Task
Reproduce the whole listing below word for word, leaving out the pictures.

Data supplied
-*-

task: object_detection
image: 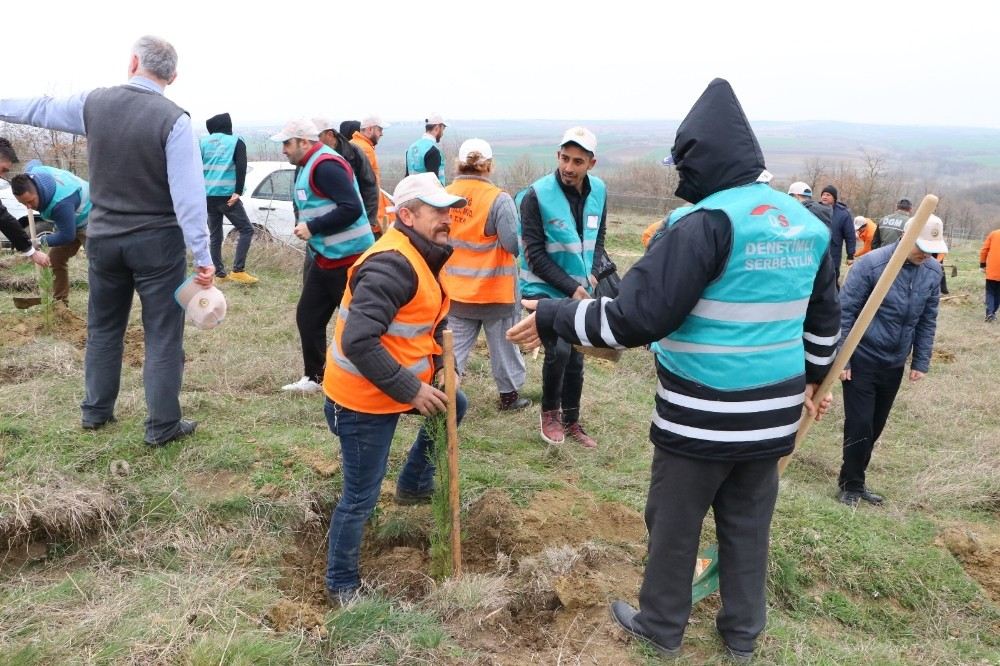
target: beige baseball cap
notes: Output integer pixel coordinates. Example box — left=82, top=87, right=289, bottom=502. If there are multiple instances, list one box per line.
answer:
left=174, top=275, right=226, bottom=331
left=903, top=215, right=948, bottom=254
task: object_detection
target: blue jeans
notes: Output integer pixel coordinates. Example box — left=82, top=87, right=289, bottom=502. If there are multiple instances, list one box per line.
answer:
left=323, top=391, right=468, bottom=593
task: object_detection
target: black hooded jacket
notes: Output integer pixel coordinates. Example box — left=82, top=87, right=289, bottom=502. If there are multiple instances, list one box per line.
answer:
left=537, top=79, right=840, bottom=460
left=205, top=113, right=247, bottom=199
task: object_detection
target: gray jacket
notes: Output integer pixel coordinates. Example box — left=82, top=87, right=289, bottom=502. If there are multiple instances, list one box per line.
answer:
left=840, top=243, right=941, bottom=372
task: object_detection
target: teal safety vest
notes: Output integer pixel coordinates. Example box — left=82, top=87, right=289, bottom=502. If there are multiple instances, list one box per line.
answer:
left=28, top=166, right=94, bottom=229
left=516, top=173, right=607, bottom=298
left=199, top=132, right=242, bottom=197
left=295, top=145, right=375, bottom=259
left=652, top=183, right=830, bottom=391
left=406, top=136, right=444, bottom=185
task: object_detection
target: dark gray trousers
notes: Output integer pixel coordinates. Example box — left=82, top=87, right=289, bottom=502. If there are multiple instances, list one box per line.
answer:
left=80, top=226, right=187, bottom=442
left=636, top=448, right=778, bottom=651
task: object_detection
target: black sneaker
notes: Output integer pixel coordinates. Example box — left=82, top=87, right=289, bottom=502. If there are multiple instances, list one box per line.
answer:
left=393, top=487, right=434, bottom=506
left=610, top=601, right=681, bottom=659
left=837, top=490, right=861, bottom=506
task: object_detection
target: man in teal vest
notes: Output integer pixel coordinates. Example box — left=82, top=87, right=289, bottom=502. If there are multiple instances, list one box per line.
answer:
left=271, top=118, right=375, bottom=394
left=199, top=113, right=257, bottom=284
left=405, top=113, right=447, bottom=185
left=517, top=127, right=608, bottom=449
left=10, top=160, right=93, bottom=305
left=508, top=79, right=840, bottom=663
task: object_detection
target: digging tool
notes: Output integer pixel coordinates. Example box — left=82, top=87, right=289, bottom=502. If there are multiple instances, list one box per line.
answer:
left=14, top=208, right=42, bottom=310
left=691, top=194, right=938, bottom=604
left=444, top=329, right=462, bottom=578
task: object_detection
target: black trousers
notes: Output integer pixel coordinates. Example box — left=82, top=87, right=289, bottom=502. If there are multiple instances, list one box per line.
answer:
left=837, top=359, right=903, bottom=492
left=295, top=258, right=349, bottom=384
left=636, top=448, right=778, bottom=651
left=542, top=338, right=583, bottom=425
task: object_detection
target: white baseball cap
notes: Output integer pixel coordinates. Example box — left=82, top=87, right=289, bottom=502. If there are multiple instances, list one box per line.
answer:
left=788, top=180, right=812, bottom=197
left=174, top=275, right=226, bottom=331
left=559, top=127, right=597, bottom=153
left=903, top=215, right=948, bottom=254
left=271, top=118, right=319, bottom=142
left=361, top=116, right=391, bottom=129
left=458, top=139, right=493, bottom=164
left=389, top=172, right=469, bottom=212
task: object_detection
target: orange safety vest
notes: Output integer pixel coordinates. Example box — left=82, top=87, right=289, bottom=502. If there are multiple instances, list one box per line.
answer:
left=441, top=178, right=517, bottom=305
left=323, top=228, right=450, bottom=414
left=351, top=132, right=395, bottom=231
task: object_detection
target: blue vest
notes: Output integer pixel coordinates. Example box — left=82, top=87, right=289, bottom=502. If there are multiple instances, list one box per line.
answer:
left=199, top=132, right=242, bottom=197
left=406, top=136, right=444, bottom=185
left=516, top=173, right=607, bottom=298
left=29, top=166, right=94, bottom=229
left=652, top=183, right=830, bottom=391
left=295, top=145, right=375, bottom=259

-*-

Response to the task
task: object_detection
image: 
target: beige baseball cap
notes: Output integer pixel coordinates. Example box — left=82, top=87, right=289, bottom=502. If there are multiple instances, list one box per line.
answer:
left=174, top=275, right=226, bottom=331
left=903, top=215, right=948, bottom=254
task: object_detection
target: blue jeans
notes: Output integer pixel coordinates. Example box — left=82, top=87, right=289, bottom=502. If there are multiple instances, list one box per line.
answer:
left=323, top=391, right=468, bottom=593
task: object_detection
target: black hooded jacket
notes: Output integer pixel coordinates. Example box — left=82, top=87, right=289, bottom=502. If there are multiple instances, list one box per line.
answer:
left=537, top=79, right=840, bottom=460
left=205, top=113, right=247, bottom=199
task: object_detection
target: gray jacket
notes: Output integer pixel coordinates. Example box — left=82, top=87, right=289, bottom=502. If there are multiple instances, list one box per line.
answer:
left=840, top=243, right=941, bottom=372
task: object_detection
target: teal safety vest
notes: Output integer pixel coordinates. Example box — left=82, top=87, right=289, bottom=502. If there are multiple instances, list one box per line.
answer:
left=28, top=166, right=94, bottom=229
left=516, top=173, right=607, bottom=298
left=199, top=132, right=242, bottom=197
left=295, top=145, right=375, bottom=259
left=652, top=183, right=830, bottom=391
left=406, top=136, right=444, bottom=185
task: object_detection
target: dark gray trousers
notes: Output integer pixel coordinates. Example box — left=82, top=87, right=289, bottom=502. If there are multiple instances, list one box per line.
answer:
left=80, top=226, right=187, bottom=442
left=636, top=448, right=778, bottom=651
task: object_detection
target: black sneaker
notes: Output integer pixel coordinates. Example box — left=82, top=87, right=289, bottom=502. If there are multiple instances, list one box per line.
answer:
left=393, top=487, right=434, bottom=506
left=610, top=601, right=681, bottom=659
left=837, top=490, right=861, bottom=506
task: object_detection
target: man in teal vest
notes: Output integer pixel coordinates. Example box — left=82, top=87, right=289, bottom=502. If there are multiple instances, list one box per line.
answer:
left=271, top=118, right=375, bottom=394
left=199, top=113, right=257, bottom=284
left=405, top=113, right=447, bottom=185
left=517, top=127, right=608, bottom=449
left=10, top=160, right=93, bottom=305
left=508, top=79, right=840, bottom=663
task: object_detection
target: digging tool
notes: Output integer pixel coordinates. Example box — left=82, top=87, right=289, bottom=502. If there are multiple instances, list one box per line.
answer:
left=14, top=208, right=42, bottom=310
left=691, top=194, right=938, bottom=604
left=444, top=329, right=462, bottom=578
task: object_detection
target: black trousers
notes: Output integer pixel coordinates. Example box — left=82, top=87, right=289, bottom=502. If there are multiple instances, list one box per line.
answer:
left=837, top=359, right=903, bottom=492
left=295, top=258, right=349, bottom=384
left=636, top=448, right=778, bottom=651
left=542, top=338, right=583, bottom=425
task: object_detection
target: white baseball cap
notes: Output integer pixel coordinates. Example box — left=82, top=87, right=289, bottom=502. If there are multiple instances, list one box per line.
answer:
left=788, top=180, right=812, bottom=197
left=174, top=275, right=226, bottom=331
left=559, top=127, right=597, bottom=153
left=903, top=215, right=948, bottom=254
left=271, top=118, right=319, bottom=142
left=361, top=116, right=391, bottom=129
left=458, top=139, right=493, bottom=164
left=389, top=172, right=469, bottom=212
task: object_detection
target: orange safety vest
notes: Output integer pixel coordinates. Example box — left=82, top=87, right=289, bottom=502. If there are multiple instances, list one box per line.
answer:
left=441, top=178, right=517, bottom=305
left=323, top=228, right=450, bottom=414
left=351, top=132, right=395, bottom=231
task: object_detection
target: blue vest
notes: Output integer pixel coordinates. Example box — left=82, top=87, right=289, bottom=502. If there are multiple instances, list one box per line.
answer:
left=199, top=132, right=242, bottom=197
left=406, top=136, right=444, bottom=185
left=516, top=173, right=607, bottom=298
left=29, top=166, right=94, bottom=229
left=652, top=183, right=830, bottom=391
left=295, top=145, right=375, bottom=259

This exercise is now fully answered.